▶ **RECORDS SUPPLIED**:
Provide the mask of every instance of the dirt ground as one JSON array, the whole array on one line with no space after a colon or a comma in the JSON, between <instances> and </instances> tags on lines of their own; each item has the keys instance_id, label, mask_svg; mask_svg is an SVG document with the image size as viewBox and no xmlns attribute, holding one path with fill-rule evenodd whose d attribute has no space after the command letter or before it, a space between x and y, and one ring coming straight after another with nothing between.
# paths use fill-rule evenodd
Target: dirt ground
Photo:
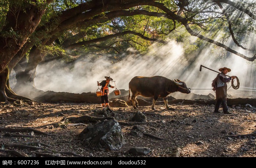
<instances>
[{"instance_id":1,"label":"dirt ground","mask_svg":"<svg viewBox=\"0 0 256 168\"><path fill-rule=\"evenodd\" d=\"M162 105L156 106L156 111L150 106L136 110L131 106L111 108L115 119L123 122L128 122L138 110L142 112L148 122L139 124L144 129L140 133L163 140L132 136L130 133L134 125L121 124L126 144L119 150L111 151L92 147L78 138L87 126L94 124L60 124L65 117L97 116L102 109L99 105L0 103L0 156L17 156L12 152L16 151L31 157L169 157L179 147L183 157L256 157L255 134L236 136L255 132L255 108L235 107L230 109L231 114L226 114L213 113L214 107L211 106L180 103L170 106L176 110L167 110ZM6 129L11 128L32 128L48 135L31 129L12 132L12 129ZM25 135L30 137L16 137ZM150 151L146 155L135 156L127 152L135 147L148 147Z\"/></svg>"}]
</instances>

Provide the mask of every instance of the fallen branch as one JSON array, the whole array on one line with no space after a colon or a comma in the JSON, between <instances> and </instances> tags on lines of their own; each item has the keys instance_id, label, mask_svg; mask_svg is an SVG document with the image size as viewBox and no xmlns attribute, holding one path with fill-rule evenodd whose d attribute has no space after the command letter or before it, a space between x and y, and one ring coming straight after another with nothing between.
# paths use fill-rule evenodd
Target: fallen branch
<instances>
[{"instance_id":1,"label":"fallen branch","mask_svg":"<svg viewBox=\"0 0 256 168\"><path fill-rule=\"evenodd\" d=\"M42 132L39 130L37 130L32 128L0 128L0 131L9 131L11 132L24 132L26 131L33 131L34 132L43 134L50 136L57 136L55 135L49 134L45 132Z\"/></svg>"},{"instance_id":2,"label":"fallen branch","mask_svg":"<svg viewBox=\"0 0 256 168\"><path fill-rule=\"evenodd\" d=\"M124 125L133 125L140 124L146 124L147 122L124 122L123 121L118 121L119 124Z\"/></svg>"},{"instance_id":3,"label":"fallen branch","mask_svg":"<svg viewBox=\"0 0 256 168\"><path fill-rule=\"evenodd\" d=\"M252 133L251 133L250 134L242 134L240 135L230 135L229 136L228 136L229 137L250 137L250 136L253 136L253 137L255 137L256 136L256 131L255 131Z\"/></svg>"},{"instance_id":4,"label":"fallen branch","mask_svg":"<svg viewBox=\"0 0 256 168\"><path fill-rule=\"evenodd\" d=\"M10 157L11 155L0 153L0 157Z\"/></svg>"},{"instance_id":5,"label":"fallen branch","mask_svg":"<svg viewBox=\"0 0 256 168\"><path fill-rule=\"evenodd\" d=\"M47 144L44 144L44 143L41 143L39 142L28 142L27 143L26 143L25 144L22 144L24 145L37 145L38 146L39 146L39 144L40 145L42 145L43 146L45 146L46 147L52 147L52 146L50 145L47 145Z\"/></svg>"},{"instance_id":6,"label":"fallen branch","mask_svg":"<svg viewBox=\"0 0 256 168\"><path fill-rule=\"evenodd\" d=\"M40 156L45 156L47 157L59 157L59 155L52 154L49 153L44 152L30 152L29 153L34 153L35 154L36 157L39 157Z\"/></svg>"},{"instance_id":7,"label":"fallen branch","mask_svg":"<svg viewBox=\"0 0 256 168\"><path fill-rule=\"evenodd\" d=\"M162 138L159 138L159 137L157 137L157 136L155 136L154 135L152 135L151 134L148 134L147 133L143 133L143 134L145 136L147 136L147 137L150 137L151 138L154 138L155 139L157 139L158 140L165 140L164 139L163 139Z\"/></svg>"},{"instance_id":8,"label":"fallen branch","mask_svg":"<svg viewBox=\"0 0 256 168\"><path fill-rule=\"evenodd\" d=\"M44 150L43 148L40 147L32 146L26 145L21 145L19 144L4 144L4 148L18 148L20 149L31 149L33 150L41 149Z\"/></svg>"},{"instance_id":9,"label":"fallen branch","mask_svg":"<svg viewBox=\"0 0 256 168\"><path fill-rule=\"evenodd\" d=\"M113 117L98 117L91 116L86 115L82 116L76 117L72 117L67 118L69 122L73 123L97 122L99 121L103 121L105 120L113 119Z\"/></svg>"},{"instance_id":10,"label":"fallen branch","mask_svg":"<svg viewBox=\"0 0 256 168\"><path fill-rule=\"evenodd\" d=\"M68 155L72 155L74 156L78 156L79 157L83 157L83 156L77 154L74 152L59 152L60 153L62 153L63 154Z\"/></svg>"},{"instance_id":11,"label":"fallen branch","mask_svg":"<svg viewBox=\"0 0 256 168\"><path fill-rule=\"evenodd\" d=\"M28 157L29 155L21 152L19 152L17 151L14 151L11 150L4 150L0 149L0 152L10 153L11 155L16 156L19 157Z\"/></svg>"},{"instance_id":12,"label":"fallen branch","mask_svg":"<svg viewBox=\"0 0 256 168\"><path fill-rule=\"evenodd\" d=\"M75 123L75 124L68 124L68 126L75 126L76 125L82 125L84 126L87 126L88 125L84 124L83 123Z\"/></svg>"},{"instance_id":13,"label":"fallen branch","mask_svg":"<svg viewBox=\"0 0 256 168\"><path fill-rule=\"evenodd\" d=\"M33 136L29 135L25 135L24 134L10 134L9 133L6 133L4 135L4 136L6 137L25 137L27 138L42 138L41 137L38 136Z\"/></svg>"}]
</instances>

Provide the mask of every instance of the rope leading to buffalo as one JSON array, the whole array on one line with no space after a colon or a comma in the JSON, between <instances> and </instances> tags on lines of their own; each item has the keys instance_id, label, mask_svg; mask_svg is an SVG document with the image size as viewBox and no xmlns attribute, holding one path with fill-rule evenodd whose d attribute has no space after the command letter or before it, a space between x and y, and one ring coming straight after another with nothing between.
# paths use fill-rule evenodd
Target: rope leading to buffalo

▶ **DIRECTION**: Rewrite all the records above with "Target" replaced by "Object" and everything else left as it is. Leave the pictures out.

▶ **FULL ANSWER**:
Provide the mask of every instance of the dirt ground as one JSON array, the whole array on one line with no space after a colon or a comma in the JSON, between <instances> and </instances> tags on lines of their own; each item has the keys instance_id, label, mask_svg; mask_svg is an SVG document with the image size as viewBox and no xmlns attribute, holding one path with fill-rule evenodd whose d attribute has no space after the command letter or before it, a space between x and y, and one ring coming straight after another with nothing between.
# paths use fill-rule evenodd
Object: dirt ground
Photo:
<instances>
[{"instance_id":1,"label":"dirt ground","mask_svg":"<svg viewBox=\"0 0 256 168\"><path fill-rule=\"evenodd\" d=\"M162 105L156 106L156 111L150 106L136 110L131 106L111 108L115 119L123 122L128 122L138 110L142 112L148 122L139 124L144 129L140 133L163 140L132 136L130 133L134 125L121 124L126 144L119 150L111 151L92 147L78 138L87 126L94 124L60 124L65 117L97 116L102 109L99 105L0 103L0 156L17 156L12 152L16 151L31 157L169 157L179 147L183 157L256 157L255 134L236 136L255 132L255 108L235 107L230 109L231 114L226 114L213 113L214 107L211 106L180 103L170 106L176 110L167 110ZM6 129L11 128L32 128L48 135L31 129L12 132L12 129ZM25 135L30 137L16 137ZM150 151L146 155L135 156L127 152L135 147L148 147Z\"/></svg>"}]
</instances>

Provide the mask of every instance of the fallen branch as one JSON array, the whole array on one line with no space after a colon or a comma in the JSON, between <instances> and </instances> tags on lines of their own; each item has the keys instance_id, label, mask_svg; mask_svg is an SVG document with the image size as viewBox and no xmlns attribute, holding one path with fill-rule evenodd whose d attribute has no space after the command letter or before it, a space between x and y, and one ring coming straight after another with nothing between.
# paths use fill-rule evenodd
Object: fallen branch
<instances>
[{"instance_id":1,"label":"fallen branch","mask_svg":"<svg viewBox=\"0 0 256 168\"><path fill-rule=\"evenodd\" d=\"M42 132L39 130L37 130L32 128L0 128L0 131L9 131L11 132L24 132L26 131L33 131L34 132L43 134L50 136L57 136L55 135L49 134L45 132Z\"/></svg>"},{"instance_id":2,"label":"fallen branch","mask_svg":"<svg viewBox=\"0 0 256 168\"><path fill-rule=\"evenodd\" d=\"M124 125L133 125L140 124L146 124L147 122L124 122L123 121L118 121L119 124Z\"/></svg>"},{"instance_id":3,"label":"fallen branch","mask_svg":"<svg viewBox=\"0 0 256 168\"><path fill-rule=\"evenodd\" d=\"M252 133L251 133L250 134L242 134L240 135L230 135L229 136L228 136L229 137L250 137L250 136L253 136L253 137L255 137L256 136L256 131L255 131Z\"/></svg>"},{"instance_id":4,"label":"fallen branch","mask_svg":"<svg viewBox=\"0 0 256 168\"><path fill-rule=\"evenodd\" d=\"M10 157L11 155L0 153L0 157Z\"/></svg>"},{"instance_id":5,"label":"fallen branch","mask_svg":"<svg viewBox=\"0 0 256 168\"><path fill-rule=\"evenodd\" d=\"M47 144L44 144L44 143L41 143L39 142L28 142L27 143L26 143L25 144L22 144L24 145L37 145L38 146L39 146L39 144L40 145L42 145L43 146L45 146L46 147L52 147L52 146L50 145L47 145Z\"/></svg>"},{"instance_id":6,"label":"fallen branch","mask_svg":"<svg viewBox=\"0 0 256 168\"><path fill-rule=\"evenodd\" d=\"M40 156L45 156L47 157L59 157L59 155L52 154L49 153L44 152L30 152L29 153L34 153L35 154L36 157L39 157Z\"/></svg>"},{"instance_id":7,"label":"fallen branch","mask_svg":"<svg viewBox=\"0 0 256 168\"><path fill-rule=\"evenodd\" d=\"M162 138L159 138L159 137L157 137L157 136L155 136L154 135L152 135L151 134L148 134L147 133L143 133L143 134L145 136L147 136L147 137L150 137L151 138L154 138L155 139L157 139L158 140L165 140L164 139L163 139Z\"/></svg>"},{"instance_id":8,"label":"fallen branch","mask_svg":"<svg viewBox=\"0 0 256 168\"><path fill-rule=\"evenodd\" d=\"M44 150L43 148L40 147L32 146L26 145L21 145L19 144L4 144L4 148L18 148L20 149L31 149L33 150L41 149Z\"/></svg>"},{"instance_id":9,"label":"fallen branch","mask_svg":"<svg viewBox=\"0 0 256 168\"><path fill-rule=\"evenodd\" d=\"M113 117L98 117L91 116L86 115L82 116L76 117L72 117L67 118L69 122L73 123L97 122L99 121L103 121L105 120L113 119Z\"/></svg>"},{"instance_id":10,"label":"fallen branch","mask_svg":"<svg viewBox=\"0 0 256 168\"><path fill-rule=\"evenodd\" d=\"M68 155L72 155L74 156L78 156L79 157L83 157L83 156L77 154L74 152L59 152L60 153L62 153L63 154Z\"/></svg>"},{"instance_id":11,"label":"fallen branch","mask_svg":"<svg viewBox=\"0 0 256 168\"><path fill-rule=\"evenodd\" d=\"M28 157L29 155L21 152L19 152L17 151L14 151L11 150L4 150L0 149L0 152L10 153L11 155L16 156L19 157Z\"/></svg>"},{"instance_id":12,"label":"fallen branch","mask_svg":"<svg viewBox=\"0 0 256 168\"><path fill-rule=\"evenodd\" d=\"M75 123L75 124L68 124L68 126L75 126L76 125L82 125L84 126L87 126L88 125L84 124L83 123Z\"/></svg>"},{"instance_id":13,"label":"fallen branch","mask_svg":"<svg viewBox=\"0 0 256 168\"><path fill-rule=\"evenodd\" d=\"M33 136L29 135L25 135L24 134L10 134L9 133L6 133L4 135L4 136L6 137L25 137L27 138L42 138L41 137L38 136Z\"/></svg>"}]
</instances>

Provide the mask of every instance of the rope leading to buffalo as one JSON array, the whole array on one line with no space after a colon or a comma in the JSON, between <instances> and </instances> tags on lines of their own; each item has the keys instance_id, label, mask_svg; mask_svg is an SVG document with the image size as viewBox and no xmlns attribute, holding one path with fill-rule evenodd whose d attribute has no space after the command letter or before it, a space between x and y, and one ring coming straight after another with nothing between.
# paths use fill-rule evenodd
Object: rope leading to buffalo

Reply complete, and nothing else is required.